• TEXTO DE LECTURA:
UN SECRETO, UNA PROMESA Y UNA SEMANA SANTA EN
SEVILLA
31-03-2017
Así es, un
secreto (o dos) (que dejó de serlo hace años), una promesa y una Semana Santa en Sevilla llena de buenos
recuerdos y deseos de volver a vivir otra para recordar por muchos años.
Corría el
miércoles Santo, 6 de Abril del año de nuestro Señor de 1977, cuando
inesperadamente ocurrió lo que a continuación os relato: Por aquel entonces y
justo a falta de un mes para mi boda con el hombre de mi vida, mis padres
tenían planeado ir a Sevilla a pasar de jueves a domingo de Semana Santa junto
a mis tíos María y Bernardo.
Aquella
tarde mi novio en vez de dejarme en el portal Nº 21, de la Calle Moradas del
barrio de la Rondilla de Santa Teresa, donde vivía con mis padres, subió al piso 4º B para despedir y desear buen
viaje a sus futuros suegros.
Un rato
después y ya con las maletas en la puerta, recibieron la llamada de mi tía
María muy contrariada. Acababan de presentarse por sorpresa su hermana y
sobrinas de San Sebastián a pasar esos mismos días con ellos en el pueblo y por
tanto no podrían viajar a Sevilla.
Disgusto
también por parte de mis padres con la desilusión lógica, que pronto volvió a
cambiar cuando ni corta ni perezosa y pensando que con mi loca idea me
mandarían mucho más lejos que a la porra, propuse: ¡¡Pues nos vamos nosotros
cuatro!!
En un
principio se descartó la idea porque yo trabajaba el sábado, y recorrer tantos
kilómetros solamente para un día no merecería la pena. Se ve que poco a poco no
les pareció tan descabellada la idea y sorprendentemente ¡aceptaron!
Jose fue a
decírselo a su madre, cogió una muda y para madrugar y estar los cuatro juntos,
aquella noche durmió en la cama vacía de mi hermano que estaba haciendo la mili
en Jaca.
Bien
tempranito, aquel Jueves Santo abordamos el Seat 133 de mi padre y recorrimos
la carretera general hasta Sevilla en aquellos remotos tiempos en que no había
autovías, ni móviles, ni internet para hacer una reserva previa de alojamiento.

• DATOS DEL EJERCICIO:
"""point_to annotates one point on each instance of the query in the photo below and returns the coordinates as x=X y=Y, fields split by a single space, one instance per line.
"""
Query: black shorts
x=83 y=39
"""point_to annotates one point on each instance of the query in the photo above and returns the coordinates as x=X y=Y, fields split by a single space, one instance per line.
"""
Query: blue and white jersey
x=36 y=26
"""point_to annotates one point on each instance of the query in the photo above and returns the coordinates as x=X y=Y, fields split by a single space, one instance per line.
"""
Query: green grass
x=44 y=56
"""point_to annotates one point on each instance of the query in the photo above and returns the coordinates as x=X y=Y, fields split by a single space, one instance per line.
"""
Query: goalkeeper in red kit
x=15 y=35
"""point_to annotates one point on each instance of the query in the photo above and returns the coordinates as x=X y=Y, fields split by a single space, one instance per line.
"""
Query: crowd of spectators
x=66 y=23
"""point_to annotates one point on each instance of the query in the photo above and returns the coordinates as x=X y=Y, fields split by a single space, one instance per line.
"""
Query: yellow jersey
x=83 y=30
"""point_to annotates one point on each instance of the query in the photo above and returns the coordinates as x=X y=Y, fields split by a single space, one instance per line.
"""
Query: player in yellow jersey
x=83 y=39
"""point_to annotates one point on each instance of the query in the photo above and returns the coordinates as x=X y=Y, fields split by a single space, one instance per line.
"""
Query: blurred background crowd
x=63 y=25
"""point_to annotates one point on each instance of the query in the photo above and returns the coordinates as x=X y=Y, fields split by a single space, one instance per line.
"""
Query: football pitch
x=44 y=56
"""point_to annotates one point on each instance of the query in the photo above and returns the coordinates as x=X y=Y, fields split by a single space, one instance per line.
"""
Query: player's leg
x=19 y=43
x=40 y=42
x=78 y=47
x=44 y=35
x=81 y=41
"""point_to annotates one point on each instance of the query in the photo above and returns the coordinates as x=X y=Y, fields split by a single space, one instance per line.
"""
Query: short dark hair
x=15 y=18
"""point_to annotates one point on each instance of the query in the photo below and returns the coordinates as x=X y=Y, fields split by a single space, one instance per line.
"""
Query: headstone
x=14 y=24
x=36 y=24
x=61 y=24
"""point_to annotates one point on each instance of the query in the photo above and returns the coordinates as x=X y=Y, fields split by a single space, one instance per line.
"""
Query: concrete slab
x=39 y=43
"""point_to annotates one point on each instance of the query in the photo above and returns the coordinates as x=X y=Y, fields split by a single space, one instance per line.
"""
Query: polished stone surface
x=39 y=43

• ENUNCIADO 1:
Indique si cada afirmación concuerda con el relato sobre la Semana Santa en Sevilla. Responda sí o no y cite textualmente las palabras del relato que lo deciden: (a) El viaje a Sevilla se hizo en el coche del padre. (b) La tía María canceló el viaje porque había enfermado. (c) Jose pasó aquella noche en casa de su madre.
• ENUNCIADO 2:
Devuelva cada línea de las entradas en la que aparezca la palabra "yellow".
El texto de lectura y las entradas no guardan relación alguna entre sí.

• RESULTADO OBTENIDO 1:
(a) Sí: «aquel Jueves Santo abordamos el Seat 133 de mi padre».
(b) No: «Acababan de presentarse por sorpresa su hermana y sobrinas de San Sebastián a pasar esos mismos días con ellos en el pueblo».
(c) No: «aquella noche durmió en la cama vacía de mi hermano».

• RESULTADO OBTENIDO 2:
Query: yellow jersey
Query: player in yellow jersey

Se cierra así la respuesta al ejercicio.